(Data extracted from a collection)
= = =

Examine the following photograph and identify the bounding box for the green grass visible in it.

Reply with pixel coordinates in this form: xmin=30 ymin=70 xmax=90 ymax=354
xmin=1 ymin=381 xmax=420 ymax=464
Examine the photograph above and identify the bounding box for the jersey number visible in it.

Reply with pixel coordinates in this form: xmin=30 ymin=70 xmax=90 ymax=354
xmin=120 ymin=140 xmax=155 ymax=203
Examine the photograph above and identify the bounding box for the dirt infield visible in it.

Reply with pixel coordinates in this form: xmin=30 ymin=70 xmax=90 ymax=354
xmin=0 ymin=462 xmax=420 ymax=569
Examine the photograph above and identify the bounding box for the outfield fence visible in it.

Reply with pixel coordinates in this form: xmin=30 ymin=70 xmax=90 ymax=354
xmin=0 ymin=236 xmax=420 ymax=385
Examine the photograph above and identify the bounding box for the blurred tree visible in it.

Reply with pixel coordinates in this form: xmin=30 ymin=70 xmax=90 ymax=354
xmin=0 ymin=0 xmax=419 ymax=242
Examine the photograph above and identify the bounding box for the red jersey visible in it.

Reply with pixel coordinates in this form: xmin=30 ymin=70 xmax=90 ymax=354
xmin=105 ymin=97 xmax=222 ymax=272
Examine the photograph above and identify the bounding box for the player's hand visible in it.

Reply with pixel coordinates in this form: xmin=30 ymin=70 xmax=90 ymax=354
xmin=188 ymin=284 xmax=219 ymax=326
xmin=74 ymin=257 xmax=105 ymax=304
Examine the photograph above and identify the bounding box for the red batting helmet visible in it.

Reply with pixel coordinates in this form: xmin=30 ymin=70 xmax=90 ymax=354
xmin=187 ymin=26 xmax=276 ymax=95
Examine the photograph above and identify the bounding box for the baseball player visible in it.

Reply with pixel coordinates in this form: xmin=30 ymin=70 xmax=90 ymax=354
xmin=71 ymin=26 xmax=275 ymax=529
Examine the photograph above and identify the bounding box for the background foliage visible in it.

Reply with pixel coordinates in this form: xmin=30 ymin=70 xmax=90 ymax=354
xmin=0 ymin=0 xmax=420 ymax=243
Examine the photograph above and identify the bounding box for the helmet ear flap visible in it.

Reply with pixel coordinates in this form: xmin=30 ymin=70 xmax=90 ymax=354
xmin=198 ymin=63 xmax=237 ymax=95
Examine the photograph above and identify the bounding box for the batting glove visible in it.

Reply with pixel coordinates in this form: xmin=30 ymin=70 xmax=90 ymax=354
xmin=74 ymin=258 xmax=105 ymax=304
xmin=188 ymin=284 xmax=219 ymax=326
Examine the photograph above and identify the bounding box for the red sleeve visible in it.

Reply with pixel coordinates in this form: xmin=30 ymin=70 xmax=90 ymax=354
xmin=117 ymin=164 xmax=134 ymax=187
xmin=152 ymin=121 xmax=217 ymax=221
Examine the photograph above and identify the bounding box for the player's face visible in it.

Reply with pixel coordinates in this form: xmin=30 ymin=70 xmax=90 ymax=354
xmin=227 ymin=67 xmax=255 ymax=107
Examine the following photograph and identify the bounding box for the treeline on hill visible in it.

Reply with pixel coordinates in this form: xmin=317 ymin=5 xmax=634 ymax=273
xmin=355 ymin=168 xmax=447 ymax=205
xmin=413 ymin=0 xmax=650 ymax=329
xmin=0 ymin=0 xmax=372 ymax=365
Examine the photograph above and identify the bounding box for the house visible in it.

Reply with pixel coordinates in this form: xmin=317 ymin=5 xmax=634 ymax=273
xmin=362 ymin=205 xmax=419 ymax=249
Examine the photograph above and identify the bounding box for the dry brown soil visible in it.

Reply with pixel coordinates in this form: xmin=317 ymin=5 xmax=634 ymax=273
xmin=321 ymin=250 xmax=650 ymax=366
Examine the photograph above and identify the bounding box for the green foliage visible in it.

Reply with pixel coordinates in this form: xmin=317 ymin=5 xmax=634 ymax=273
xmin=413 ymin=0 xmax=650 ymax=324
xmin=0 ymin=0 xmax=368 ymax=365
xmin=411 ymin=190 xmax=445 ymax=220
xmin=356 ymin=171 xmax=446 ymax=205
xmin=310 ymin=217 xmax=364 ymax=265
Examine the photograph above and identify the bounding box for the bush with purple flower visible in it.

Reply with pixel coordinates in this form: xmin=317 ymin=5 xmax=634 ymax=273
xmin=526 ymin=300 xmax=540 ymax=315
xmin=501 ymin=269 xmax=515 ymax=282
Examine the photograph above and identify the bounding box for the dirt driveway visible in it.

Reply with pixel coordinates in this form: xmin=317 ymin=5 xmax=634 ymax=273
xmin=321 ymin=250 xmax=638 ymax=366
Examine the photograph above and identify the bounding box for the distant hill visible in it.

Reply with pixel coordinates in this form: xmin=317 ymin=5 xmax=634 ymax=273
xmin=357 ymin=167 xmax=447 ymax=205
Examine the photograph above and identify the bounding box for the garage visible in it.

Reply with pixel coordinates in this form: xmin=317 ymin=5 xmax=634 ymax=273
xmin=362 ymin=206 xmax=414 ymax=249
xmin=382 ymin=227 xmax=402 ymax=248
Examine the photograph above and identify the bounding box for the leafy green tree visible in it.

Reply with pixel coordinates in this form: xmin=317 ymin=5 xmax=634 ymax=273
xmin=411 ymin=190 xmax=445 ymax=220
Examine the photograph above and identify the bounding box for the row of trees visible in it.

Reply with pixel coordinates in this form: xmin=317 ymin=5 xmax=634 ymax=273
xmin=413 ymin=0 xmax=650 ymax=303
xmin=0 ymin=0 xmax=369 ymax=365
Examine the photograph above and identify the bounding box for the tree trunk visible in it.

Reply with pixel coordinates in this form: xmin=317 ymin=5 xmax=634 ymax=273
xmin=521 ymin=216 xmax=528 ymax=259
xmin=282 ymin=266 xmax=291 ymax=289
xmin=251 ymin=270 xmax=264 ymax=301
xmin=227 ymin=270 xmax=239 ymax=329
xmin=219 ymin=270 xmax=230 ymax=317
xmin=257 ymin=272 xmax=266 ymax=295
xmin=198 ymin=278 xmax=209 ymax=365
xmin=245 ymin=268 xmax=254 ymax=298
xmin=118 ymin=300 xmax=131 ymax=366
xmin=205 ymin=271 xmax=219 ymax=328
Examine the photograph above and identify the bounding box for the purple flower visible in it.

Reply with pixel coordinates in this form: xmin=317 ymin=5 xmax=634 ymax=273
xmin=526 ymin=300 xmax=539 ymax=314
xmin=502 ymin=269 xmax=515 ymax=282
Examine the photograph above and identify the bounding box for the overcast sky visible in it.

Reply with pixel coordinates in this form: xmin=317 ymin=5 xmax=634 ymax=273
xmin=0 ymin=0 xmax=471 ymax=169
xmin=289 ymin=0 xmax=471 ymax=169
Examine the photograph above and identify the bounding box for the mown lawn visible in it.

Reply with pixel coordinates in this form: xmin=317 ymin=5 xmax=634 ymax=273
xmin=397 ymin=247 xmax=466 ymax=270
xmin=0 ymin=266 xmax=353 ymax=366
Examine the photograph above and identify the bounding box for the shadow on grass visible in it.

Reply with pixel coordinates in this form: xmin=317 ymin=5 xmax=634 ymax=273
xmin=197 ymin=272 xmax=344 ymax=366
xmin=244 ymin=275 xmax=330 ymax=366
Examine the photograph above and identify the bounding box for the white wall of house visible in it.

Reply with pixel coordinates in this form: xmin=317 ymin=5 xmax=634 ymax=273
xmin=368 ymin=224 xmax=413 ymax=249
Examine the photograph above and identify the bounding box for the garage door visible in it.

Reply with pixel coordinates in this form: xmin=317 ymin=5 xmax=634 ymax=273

= = =

Render the data from its first line through the line containing "xmin=0 ymin=462 xmax=420 ymax=569" as a Markdown table with the columns No. and Line. Include both ends and omit blank lines.

| No. | Line |
|---|---|
| 1 | Examine the following photograph and identify the bounding box for the green grass visible in it. |
| 2 | Reply with pixel coordinates in this form: xmin=30 ymin=70 xmax=90 ymax=354 |
| 3 | xmin=1 ymin=381 xmax=420 ymax=464 |
| 4 | Examine the photograph above and identify the bounding box for the jersey number visible in it. |
| 5 | Reply with pixel coordinates in this form: xmin=30 ymin=70 xmax=90 ymax=354 |
| 6 | xmin=120 ymin=140 xmax=155 ymax=203 |
| 7 | Examine the photograph above and identify the bounding box for the dirt infield visible in it. |
| 8 | Reply with pixel coordinates in this form: xmin=30 ymin=70 xmax=90 ymax=354 |
| 9 | xmin=0 ymin=462 xmax=420 ymax=569 |